ITEM 2. MANAGEMENT’S DISCUSSION AND ANALYSIS OF FINANCIAL CONDITION AND RESULTS OF OPERATIONS

 

As used in this report, the terms "we", "us", "our", and the “Company" mean Kedem Pharmaceuticals Inc. and its subsidiaries, unless otherwise indicated. All financial information in this quarterly report is presented in U.S. dollars, unless otherwise indicated.

 

Forward-Looking Information

 

The statements in this report that are not reported financial results or other historical information are “forward-looking statements” within the meaning of the Private Securities Litigation Reform Act of 1995, as amended. These statements appear in a number of different places in this report and can be identified by words such as “estimates”, “projects”, “expects”, “intends”, “believes”, “plans”, or their negatives or other comparable words. Also look for discussions of strategy that involve risks and uncertainties. Forward-looking statements include, among others, statements regarding the development of our products, our proposed markets and our business plans.

 

You are cautioned that any such forward-looking statements are not guarantees and may involve risks and uncertainties. Our actual results may differ materially from those in the forward-looking statements due to risks facing us or due to actual facts differing from the assumptions underlying our estimates. Some of these risks and assumptions include those set forth in reports and other documents we have filed with or furnished to the United States Securities and Exchange Commission (the “SEC”). We advise you that these cautionary remarks expressly qualify in their entirety all forward-looking statements attributable to us or persons acting on our behalf. Unless required by law, we do not assume any obligation to update forward-looking statements based on unanticipated events or changed expectations. However, you should carefully review the reports and other documents we file from time to time with the SEC.

• _DATASET RECORDS_

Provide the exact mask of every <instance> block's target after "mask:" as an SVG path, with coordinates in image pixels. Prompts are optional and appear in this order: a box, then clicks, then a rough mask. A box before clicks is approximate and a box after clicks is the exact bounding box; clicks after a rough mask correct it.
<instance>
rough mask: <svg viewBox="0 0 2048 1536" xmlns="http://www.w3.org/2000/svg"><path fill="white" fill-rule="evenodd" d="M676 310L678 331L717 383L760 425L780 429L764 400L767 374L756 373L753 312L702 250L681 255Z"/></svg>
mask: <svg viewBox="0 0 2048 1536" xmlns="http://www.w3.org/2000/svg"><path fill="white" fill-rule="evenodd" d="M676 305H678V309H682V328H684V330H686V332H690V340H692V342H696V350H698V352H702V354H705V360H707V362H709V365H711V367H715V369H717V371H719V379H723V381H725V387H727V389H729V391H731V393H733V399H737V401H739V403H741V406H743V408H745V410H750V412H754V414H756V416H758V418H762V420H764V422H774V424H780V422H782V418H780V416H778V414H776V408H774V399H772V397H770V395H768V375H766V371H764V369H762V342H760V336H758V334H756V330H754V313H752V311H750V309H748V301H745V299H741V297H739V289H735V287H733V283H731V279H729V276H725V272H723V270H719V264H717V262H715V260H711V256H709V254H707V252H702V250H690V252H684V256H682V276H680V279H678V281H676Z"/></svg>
* * *
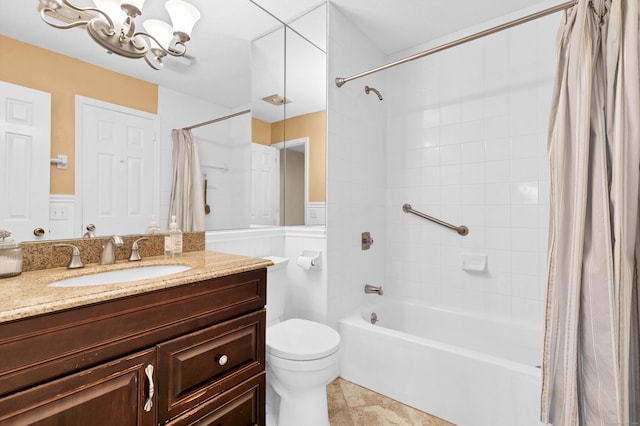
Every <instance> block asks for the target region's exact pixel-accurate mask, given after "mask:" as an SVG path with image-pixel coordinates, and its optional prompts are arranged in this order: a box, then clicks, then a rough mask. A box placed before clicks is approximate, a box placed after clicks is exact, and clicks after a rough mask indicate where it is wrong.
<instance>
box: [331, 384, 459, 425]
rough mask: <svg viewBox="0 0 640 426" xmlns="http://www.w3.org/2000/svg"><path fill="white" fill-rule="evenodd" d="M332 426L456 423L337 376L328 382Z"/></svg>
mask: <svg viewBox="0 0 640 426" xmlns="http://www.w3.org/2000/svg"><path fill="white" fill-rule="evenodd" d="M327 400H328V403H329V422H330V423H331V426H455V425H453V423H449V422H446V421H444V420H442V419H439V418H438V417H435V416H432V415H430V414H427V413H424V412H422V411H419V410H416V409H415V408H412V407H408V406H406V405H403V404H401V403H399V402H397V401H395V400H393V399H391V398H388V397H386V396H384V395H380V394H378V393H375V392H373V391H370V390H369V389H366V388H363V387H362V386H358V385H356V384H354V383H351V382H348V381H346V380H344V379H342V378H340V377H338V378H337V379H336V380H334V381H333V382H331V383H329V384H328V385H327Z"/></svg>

• _REQUIRED ACTION_
Write the next part of the quarterly report discussion of Kedem Pharmaceuticals' financial condition, starting after its last sentence. The items come from a different source than the report excerpt.

• _WRITTEN ANSWER_
Business Overview

 

We are a specialty pharmaceutical company that develops advanced next-generation drugs to displace current “blockbuster” drugs upon their loss of patent protection. Our core strength is our exclusive access to sublingual platform technology. This technology provides the foundation to design unique pharmaceuticals with properties that result in a market advantage through faster onset of action, increased availability, lower dosage, improved safety, fewer or less severe side effects, reduced dosing regiments, safer systems, taste masking and others. We believe these advantages will enable our products to establish themselves quickly in the market by displacing existing products in a relatively short period of time. Our lifestyle products are related to male sexual enhancement, anti-addiction and energy boosters.  Our therapeutic products are related to weight loss and pulmonary disease management. We work with products that are already approved by the U.S. Food and Drug Administration (the “FDA”), but require better or faster absorption.

 

We also plan to reformulate existing products that currently have considerable side effects when manufactured with their current chemical formulation. We intend to develop these new products internally or license them from other pharmaceutical companies. We expect to have several products under development and we plan to bring them to the stages of partnership and co-marketing. Our most advanced product, X-Excite, has been contracted out to a manufacturing company in Romania to produce exclusively for the European market. This product has been manufactured and sent to a hospital in Bulgaria for human clinical trials. The clinical trials are supervised by Clinical Investigation Limited, a contract research organization incorporated in the United Kingdom.

 

4
 

 

 We are a multi-product company. Our current portfolio of products includes:

 

  1. X-Excite (male sexual enhancement drug)
  1. Relax-B (anti-stress drug)
  1. Nico-Z (nicotine replacement product)
  1. V-Energy (energy booster product)
  1. T-Slim (appetite suppressor drug)
  1. POS001 (growth of hair follicles product)
  1. POS002 (treatment of cellulite product)

X-Excite

 

X-Excite is a development stage sublingual formulation of sildenafil. Sildenafil is registered under the trade name of Viagra® and is currently marketed by Pfizer under patent protection until 2012/2013 (depending on the jurisdiction). Viagra® (sildenafil citrate) is indicated for the treatment of erectile dysfunction, which is the inability to achieve or maintain a penile erection sufficient for satisfactory sexual performance.

 

Relax-B

 

This product utilizes propranolol as its active ingredient. Propranolol is an FDA approved drug for hypertension and anxiety attack prescribed worldwide. When it is used at a low dose, the product has a relaxant property and can reduce stress and anxiety. We have formulated propranolol to absorb sublingually and have used taste masking products to reduce the taste. Our plan is to develop this product once we secure further financing.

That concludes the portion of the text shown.